_EXERCISE AIM_. In all of the records below, rename every instance of "Query" to "Search" and leave the rest of the text unchanged. Omit the pictures from your output.

[Image annotation data]
►

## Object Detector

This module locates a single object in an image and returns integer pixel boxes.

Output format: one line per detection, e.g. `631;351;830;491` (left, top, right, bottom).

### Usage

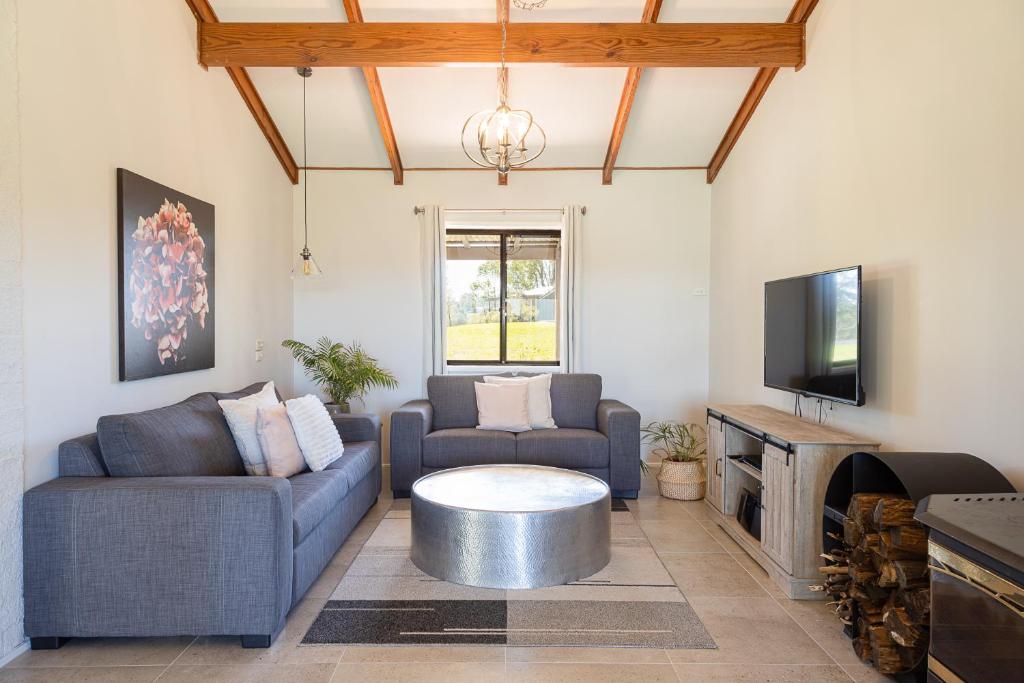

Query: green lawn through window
446;322;558;361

◄

_TASK SOLUTION_.
## Object Detector

This module locates a single object in an image and returns integer pixel boxes.

Output format: one line per detection, e.g. `631;351;830;491` (left, top, right, bottom).

### Usage


Search: green lawn through window
446;322;558;361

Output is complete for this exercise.